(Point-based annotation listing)
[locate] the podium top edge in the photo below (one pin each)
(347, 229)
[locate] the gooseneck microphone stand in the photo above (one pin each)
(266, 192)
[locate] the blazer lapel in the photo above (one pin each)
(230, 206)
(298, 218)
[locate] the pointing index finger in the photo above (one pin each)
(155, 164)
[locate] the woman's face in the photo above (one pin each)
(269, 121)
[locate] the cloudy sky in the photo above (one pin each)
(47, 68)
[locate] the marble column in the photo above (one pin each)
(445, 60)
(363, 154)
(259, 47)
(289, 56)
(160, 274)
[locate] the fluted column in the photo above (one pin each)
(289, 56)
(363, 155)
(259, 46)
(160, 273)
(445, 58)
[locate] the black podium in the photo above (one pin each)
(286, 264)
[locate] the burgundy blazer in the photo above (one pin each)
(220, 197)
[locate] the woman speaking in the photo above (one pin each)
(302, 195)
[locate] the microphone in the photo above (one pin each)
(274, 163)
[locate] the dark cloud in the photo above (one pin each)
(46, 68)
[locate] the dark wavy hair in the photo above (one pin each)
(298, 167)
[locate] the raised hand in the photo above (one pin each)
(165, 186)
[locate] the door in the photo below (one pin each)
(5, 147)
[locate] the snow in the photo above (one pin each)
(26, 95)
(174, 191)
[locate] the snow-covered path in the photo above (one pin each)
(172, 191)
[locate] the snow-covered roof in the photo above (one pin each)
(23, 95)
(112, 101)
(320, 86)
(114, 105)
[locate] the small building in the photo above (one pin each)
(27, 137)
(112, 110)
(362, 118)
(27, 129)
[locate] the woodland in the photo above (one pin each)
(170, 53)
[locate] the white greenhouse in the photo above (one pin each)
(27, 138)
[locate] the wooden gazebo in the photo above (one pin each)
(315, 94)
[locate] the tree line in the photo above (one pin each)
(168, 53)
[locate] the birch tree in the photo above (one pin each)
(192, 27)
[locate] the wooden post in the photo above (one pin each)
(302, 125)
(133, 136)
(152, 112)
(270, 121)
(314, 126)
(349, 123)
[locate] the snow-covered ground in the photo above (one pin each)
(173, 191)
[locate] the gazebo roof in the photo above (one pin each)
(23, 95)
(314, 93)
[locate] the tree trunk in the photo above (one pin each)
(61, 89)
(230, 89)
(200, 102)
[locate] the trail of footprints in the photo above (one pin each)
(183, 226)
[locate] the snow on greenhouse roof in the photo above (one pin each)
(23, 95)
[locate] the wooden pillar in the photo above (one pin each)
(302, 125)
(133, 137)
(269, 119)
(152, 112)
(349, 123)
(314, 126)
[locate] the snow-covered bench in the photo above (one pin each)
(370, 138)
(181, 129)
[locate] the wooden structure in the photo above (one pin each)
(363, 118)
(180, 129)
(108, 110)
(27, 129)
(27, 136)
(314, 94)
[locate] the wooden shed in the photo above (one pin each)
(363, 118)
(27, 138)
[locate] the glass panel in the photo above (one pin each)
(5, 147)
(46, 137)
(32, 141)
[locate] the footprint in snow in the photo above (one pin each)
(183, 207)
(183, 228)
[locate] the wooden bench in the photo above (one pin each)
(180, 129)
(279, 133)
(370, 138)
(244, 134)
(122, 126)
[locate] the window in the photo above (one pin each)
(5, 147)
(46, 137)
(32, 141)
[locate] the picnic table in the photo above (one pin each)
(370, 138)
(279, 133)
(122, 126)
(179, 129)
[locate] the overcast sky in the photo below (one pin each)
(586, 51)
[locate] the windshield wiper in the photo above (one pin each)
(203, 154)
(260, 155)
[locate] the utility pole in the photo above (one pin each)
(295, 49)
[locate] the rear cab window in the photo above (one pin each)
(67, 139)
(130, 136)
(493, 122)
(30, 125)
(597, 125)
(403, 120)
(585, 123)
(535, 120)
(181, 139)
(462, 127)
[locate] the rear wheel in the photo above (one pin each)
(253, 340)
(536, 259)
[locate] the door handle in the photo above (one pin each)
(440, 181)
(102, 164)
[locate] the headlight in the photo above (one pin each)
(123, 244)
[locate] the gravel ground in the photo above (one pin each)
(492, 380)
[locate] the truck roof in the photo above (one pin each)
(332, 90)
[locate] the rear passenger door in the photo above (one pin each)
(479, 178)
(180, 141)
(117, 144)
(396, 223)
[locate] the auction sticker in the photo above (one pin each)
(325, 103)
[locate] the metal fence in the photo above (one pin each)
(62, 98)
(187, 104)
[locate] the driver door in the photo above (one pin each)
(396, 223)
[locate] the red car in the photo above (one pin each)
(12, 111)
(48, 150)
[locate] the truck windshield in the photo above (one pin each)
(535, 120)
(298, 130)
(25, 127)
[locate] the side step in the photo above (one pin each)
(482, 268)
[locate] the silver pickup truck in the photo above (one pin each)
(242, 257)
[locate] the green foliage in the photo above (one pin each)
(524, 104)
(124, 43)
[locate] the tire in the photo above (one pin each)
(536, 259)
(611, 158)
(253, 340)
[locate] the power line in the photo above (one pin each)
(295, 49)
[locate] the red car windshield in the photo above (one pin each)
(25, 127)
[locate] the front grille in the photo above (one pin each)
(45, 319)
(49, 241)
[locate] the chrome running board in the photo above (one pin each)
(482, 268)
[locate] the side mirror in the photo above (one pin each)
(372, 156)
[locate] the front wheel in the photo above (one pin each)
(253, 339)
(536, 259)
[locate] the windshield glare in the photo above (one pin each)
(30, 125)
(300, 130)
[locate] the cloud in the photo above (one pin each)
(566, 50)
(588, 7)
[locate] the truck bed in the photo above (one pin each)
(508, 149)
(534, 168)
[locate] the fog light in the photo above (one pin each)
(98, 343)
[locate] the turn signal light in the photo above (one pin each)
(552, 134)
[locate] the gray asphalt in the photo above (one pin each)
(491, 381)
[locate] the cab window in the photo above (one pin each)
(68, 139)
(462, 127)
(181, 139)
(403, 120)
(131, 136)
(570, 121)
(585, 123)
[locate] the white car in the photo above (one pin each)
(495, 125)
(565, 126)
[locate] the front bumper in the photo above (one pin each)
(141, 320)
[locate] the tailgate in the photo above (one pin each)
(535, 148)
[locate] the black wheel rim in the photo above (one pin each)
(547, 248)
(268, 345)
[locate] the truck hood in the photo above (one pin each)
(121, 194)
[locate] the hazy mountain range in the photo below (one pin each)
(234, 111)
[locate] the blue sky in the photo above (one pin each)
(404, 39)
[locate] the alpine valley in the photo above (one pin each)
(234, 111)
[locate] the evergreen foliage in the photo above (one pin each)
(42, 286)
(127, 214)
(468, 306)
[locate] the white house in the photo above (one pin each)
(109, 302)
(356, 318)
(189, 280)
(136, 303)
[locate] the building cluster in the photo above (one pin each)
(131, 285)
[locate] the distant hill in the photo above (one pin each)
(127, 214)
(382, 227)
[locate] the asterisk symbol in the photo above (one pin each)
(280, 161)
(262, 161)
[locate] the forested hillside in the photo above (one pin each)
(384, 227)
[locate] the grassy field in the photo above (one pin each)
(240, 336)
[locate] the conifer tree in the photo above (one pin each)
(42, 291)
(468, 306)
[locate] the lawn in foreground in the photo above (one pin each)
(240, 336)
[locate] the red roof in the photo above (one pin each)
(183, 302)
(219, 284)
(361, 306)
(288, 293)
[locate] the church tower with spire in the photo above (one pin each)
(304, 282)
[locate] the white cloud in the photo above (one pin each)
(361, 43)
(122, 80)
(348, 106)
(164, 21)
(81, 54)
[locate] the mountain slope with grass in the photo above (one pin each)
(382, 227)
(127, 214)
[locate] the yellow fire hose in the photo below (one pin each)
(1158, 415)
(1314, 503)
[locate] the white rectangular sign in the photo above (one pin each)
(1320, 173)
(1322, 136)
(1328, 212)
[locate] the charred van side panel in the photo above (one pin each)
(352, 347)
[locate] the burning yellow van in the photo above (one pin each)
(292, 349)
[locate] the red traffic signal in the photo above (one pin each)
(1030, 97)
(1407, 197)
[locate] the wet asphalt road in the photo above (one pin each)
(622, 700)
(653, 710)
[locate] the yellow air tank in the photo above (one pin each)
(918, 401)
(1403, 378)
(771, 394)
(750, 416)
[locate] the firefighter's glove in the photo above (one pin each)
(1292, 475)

> **PROBLEM TO SOLVE**
Rewrite the stretch from the line containing "[locate] the burning" through the end of the listing, switching "asphalt" to "concrete" and leaving everything else unchanged.

> **THE COMPLETED TASK**
[locate] the burning yellow van in the photo above (one pin each)
(292, 349)
[locate] the red traffic signal in the photo above (one pin each)
(1030, 97)
(1407, 197)
[locate] the wet concrete road in the photo above (one pin each)
(622, 700)
(653, 710)
[locate] the yellow air tank in the photo above (one pin each)
(918, 401)
(1403, 378)
(771, 394)
(750, 416)
[locate] the firefighter's glove in the photo above (one pin each)
(1292, 475)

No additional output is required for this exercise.